__What to produce__:
Render the data as a Markdown table with the columns Row and Line, starting at the line that contains "search: car side mirror" and stopping after the line that contains "[0,0,511,535]". Number each row and leave out blank lines.

__Rows__:
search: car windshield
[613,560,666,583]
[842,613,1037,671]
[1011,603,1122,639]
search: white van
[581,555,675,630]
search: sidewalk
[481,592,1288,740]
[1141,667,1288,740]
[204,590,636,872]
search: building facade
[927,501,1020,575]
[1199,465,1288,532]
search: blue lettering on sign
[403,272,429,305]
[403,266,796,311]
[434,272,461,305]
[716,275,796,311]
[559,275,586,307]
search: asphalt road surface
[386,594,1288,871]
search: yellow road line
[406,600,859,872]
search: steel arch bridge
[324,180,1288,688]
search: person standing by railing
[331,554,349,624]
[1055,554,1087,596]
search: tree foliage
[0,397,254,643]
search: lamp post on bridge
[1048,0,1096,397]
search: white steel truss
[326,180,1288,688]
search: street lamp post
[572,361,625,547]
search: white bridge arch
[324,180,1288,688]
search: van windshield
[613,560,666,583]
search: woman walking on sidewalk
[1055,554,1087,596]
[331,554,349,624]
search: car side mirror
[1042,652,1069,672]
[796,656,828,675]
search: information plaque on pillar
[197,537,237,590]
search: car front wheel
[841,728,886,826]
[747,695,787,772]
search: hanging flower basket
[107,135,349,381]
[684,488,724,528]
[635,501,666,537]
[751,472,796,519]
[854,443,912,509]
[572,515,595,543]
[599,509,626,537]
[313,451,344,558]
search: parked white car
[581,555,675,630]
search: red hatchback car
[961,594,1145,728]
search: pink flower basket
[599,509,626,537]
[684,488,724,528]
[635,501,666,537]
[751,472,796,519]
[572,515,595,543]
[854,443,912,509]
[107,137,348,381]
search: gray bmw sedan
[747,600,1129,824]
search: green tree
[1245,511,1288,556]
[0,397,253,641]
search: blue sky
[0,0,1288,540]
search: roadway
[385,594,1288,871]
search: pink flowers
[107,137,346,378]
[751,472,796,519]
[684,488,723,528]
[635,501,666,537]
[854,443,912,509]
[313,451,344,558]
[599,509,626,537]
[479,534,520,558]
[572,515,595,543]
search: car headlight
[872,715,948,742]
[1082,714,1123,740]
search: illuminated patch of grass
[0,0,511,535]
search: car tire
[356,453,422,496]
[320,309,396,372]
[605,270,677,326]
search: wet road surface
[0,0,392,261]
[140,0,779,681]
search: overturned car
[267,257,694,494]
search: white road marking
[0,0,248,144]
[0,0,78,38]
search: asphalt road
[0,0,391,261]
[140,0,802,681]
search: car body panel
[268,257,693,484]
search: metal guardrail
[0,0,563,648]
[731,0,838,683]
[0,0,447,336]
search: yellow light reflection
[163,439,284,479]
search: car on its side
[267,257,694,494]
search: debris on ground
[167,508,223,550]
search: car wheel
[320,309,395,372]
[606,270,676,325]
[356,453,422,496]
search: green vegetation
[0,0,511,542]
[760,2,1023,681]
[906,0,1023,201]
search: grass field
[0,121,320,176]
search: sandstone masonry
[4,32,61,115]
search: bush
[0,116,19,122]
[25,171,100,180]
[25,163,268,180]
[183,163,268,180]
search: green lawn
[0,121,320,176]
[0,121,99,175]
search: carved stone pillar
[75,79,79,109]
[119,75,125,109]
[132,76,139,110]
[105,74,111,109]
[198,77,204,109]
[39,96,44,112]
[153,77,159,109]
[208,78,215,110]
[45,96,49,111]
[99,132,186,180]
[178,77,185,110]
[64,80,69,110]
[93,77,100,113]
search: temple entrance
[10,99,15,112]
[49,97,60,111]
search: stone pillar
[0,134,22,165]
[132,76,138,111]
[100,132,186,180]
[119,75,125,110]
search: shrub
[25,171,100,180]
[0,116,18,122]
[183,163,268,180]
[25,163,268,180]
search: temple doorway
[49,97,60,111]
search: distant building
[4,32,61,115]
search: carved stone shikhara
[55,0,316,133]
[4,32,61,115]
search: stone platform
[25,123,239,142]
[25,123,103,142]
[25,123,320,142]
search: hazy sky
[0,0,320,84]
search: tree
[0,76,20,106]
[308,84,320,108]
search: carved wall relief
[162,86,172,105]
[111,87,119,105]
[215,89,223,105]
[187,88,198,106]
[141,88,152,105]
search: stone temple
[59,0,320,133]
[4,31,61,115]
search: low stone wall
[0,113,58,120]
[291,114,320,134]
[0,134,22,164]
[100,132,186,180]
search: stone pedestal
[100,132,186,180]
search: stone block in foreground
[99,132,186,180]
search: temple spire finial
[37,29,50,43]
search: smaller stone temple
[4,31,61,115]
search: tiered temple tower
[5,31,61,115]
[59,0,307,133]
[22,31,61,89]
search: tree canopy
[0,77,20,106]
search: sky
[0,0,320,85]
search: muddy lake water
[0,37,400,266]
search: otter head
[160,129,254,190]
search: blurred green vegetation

__Finished exercise__:
| Row | Line |
|---|---|
| 1 | search: car side mirror |
| 2 | [1042,652,1069,672] |
| 3 | [796,656,828,675] |
| 4 | search: information plaque on pillar |
| 5 | [197,537,237,590] |
| 6 | search: car front wheel |
| 7 | [841,728,886,826] |
| 8 | [747,695,787,772] |
| 9 | search: hanging flower basket |
| 10 | [107,135,349,381] |
| 11 | [684,488,724,528] |
| 12 | [635,501,666,537] |
| 13 | [751,472,796,519] |
| 14 | [854,443,912,509] |
| 15 | [572,515,595,543] |
| 16 | [599,509,626,537] |
| 17 | [313,451,344,558] |
| 18 | search: parked white car |
| 19 | [581,555,675,630] |
| 20 | search: red hatchback car |
| 21 | [961,594,1145,728] |
| 22 | search: pink flower basket |
| 23 | [599,509,626,537] |
| 24 | [684,488,724,528] |
| 25 | [635,501,666,537] |
| 26 | [751,472,796,519] |
| 27 | [572,515,595,543] |
| 28 | [854,443,912,509] |
| 29 | [107,137,348,381] |
| 30 | search: gray bmw sedan |
| 31 | [747,600,1129,824] |
| 32 | search: green tree |
| 33 | [1245,511,1288,556] |
| 34 | [0,397,253,641] |
| 35 | search: blue sky |
| 36 | [0,0,1288,540] |
| 37 | search: roadway |
| 38 | [385,594,1288,871] |
| 39 | search: pink flowers |
| 40 | [107,137,346,378] |
| 41 | [751,472,796,519] |
| 42 | [684,488,723,528] |
| 43 | [635,501,666,537] |
| 44 | [854,443,912,509] |
| 45 | [313,451,344,558] |
| 46 | [599,509,626,537] |
| 47 | [479,534,520,558] |
| 48 | [572,515,595,543] |
| 49 | search: car headlight |
| 50 | [872,715,948,742] |
| 51 | [1082,714,1123,740] |
| 52 | search: illuminated patch of grass |
| 53 | [0,0,511,535] |